START Records supplied

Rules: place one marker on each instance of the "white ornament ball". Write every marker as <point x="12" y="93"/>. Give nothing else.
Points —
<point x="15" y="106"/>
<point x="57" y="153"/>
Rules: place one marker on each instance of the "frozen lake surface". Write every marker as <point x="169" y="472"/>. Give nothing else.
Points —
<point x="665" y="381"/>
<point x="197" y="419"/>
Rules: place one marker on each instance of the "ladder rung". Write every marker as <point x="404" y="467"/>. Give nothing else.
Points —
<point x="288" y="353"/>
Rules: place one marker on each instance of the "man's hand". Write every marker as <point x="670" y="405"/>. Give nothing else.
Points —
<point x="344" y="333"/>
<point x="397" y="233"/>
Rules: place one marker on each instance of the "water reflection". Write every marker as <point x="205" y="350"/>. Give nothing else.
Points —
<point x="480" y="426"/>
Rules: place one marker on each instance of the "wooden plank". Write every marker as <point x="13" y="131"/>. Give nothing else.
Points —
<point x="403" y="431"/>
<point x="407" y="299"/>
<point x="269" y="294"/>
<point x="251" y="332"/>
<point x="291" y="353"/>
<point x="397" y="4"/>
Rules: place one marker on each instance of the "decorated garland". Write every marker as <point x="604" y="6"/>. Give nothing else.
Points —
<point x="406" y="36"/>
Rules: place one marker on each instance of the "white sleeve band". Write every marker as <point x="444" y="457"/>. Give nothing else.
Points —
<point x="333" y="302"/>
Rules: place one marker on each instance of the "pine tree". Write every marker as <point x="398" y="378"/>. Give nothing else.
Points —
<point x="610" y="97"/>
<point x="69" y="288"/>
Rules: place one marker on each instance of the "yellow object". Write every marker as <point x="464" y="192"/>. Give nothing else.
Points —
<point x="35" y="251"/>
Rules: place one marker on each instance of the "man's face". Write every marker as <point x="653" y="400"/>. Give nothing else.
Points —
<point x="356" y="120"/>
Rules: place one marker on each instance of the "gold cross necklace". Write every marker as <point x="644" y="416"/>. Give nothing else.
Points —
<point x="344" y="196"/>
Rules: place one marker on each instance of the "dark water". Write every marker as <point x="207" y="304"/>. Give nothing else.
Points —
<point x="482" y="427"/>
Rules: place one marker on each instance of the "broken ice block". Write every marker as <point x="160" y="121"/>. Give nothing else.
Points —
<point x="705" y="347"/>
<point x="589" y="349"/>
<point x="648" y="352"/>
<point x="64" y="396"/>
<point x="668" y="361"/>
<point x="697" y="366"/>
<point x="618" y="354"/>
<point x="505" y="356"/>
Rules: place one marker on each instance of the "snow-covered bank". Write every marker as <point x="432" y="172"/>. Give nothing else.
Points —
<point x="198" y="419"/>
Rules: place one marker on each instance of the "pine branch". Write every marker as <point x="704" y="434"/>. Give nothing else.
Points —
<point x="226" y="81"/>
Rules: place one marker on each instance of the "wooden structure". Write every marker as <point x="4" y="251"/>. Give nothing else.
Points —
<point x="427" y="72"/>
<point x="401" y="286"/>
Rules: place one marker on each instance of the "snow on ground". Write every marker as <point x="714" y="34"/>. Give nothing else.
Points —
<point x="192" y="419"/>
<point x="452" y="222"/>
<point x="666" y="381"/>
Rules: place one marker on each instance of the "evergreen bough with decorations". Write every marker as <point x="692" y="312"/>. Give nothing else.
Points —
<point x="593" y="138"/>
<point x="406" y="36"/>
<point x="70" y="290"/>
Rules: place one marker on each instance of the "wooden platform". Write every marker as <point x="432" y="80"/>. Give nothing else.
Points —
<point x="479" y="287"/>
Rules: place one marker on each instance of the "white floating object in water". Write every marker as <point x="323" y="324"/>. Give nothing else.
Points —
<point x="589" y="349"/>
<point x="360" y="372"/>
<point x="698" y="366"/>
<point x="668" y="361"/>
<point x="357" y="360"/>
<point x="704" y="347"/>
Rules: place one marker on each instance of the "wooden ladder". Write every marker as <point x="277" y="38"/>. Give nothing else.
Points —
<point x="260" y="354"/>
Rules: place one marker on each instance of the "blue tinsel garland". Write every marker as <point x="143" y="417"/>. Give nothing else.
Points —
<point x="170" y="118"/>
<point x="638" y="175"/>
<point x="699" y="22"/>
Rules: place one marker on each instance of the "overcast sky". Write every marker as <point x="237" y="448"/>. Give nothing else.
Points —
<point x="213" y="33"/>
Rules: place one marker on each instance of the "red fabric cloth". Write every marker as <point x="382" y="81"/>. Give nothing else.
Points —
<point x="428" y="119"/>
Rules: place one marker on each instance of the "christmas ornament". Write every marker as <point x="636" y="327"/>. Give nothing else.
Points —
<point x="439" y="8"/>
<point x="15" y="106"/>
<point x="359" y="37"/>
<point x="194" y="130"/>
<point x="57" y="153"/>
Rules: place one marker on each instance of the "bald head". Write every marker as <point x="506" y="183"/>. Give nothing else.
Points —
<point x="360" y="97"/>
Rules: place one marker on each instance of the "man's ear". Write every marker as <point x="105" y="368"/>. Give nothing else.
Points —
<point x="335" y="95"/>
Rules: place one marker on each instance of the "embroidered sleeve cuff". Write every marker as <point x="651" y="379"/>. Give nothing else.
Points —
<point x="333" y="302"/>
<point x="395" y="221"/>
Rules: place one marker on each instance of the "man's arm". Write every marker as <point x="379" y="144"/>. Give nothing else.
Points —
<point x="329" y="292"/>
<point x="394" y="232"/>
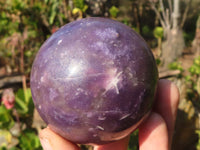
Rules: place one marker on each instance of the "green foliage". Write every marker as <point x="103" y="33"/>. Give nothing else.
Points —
<point x="113" y="11"/>
<point x="24" y="103"/>
<point x="158" y="32"/>
<point x="5" y="138"/>
<point x="80" y="6"/>
<point x="6" y="119"/>
<point x="176" y="66"/>
<point x="29" y="141"/>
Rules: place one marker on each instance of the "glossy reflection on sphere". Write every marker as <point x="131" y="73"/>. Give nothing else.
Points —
<point x="94" y="80"/>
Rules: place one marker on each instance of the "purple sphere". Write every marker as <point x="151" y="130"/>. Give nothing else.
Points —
<point x="94" y="81"/>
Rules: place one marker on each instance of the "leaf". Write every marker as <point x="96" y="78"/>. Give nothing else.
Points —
<point x="6" y="134"/>
<point x="24" y="103"/>
<point x="29" y="140"/>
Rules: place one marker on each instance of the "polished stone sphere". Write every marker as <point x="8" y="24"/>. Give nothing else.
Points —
<point x="94" y="81"/>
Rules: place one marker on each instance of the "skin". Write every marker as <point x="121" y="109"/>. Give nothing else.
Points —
<point x="155" y="133"/>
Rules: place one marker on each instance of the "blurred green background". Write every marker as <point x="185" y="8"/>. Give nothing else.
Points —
<point x="170" y="27"/>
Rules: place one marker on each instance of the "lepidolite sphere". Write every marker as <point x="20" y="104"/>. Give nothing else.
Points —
<point x="94" y="81"/>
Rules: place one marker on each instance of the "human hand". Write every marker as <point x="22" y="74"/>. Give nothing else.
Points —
<point x="154" y="134"/>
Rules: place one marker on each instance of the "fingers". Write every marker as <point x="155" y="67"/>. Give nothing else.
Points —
<point x="118" y="145"/>
<point x="52" y="141"/>
<point x="153" y="134"/>
<point x="166" y="104"/>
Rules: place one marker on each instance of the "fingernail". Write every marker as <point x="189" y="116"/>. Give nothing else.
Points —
<point x="45" y="144"/>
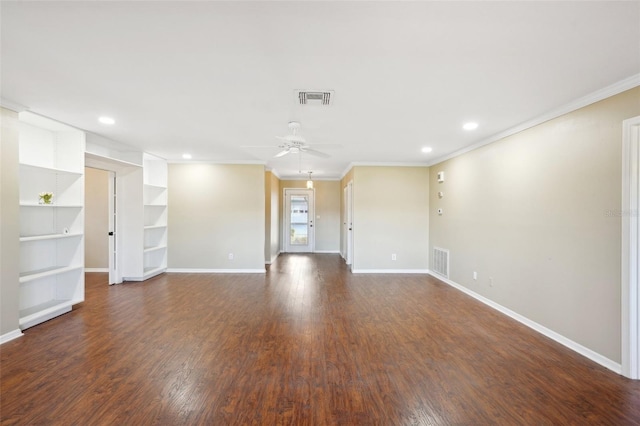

END Records supplied

Exercise aim >> Extract every line of the material above that contains the string "object". Matching is case-sensitive.

Task result >>
Rules: place one marker on each instance of the "yellow object". Write every marker as <point x="464" y="192"/>. Give nothing else.
Rules: place one marker on each instance of the "white floating object in water". Write every marker as <point x="323" y="324"/>. Give nothing else.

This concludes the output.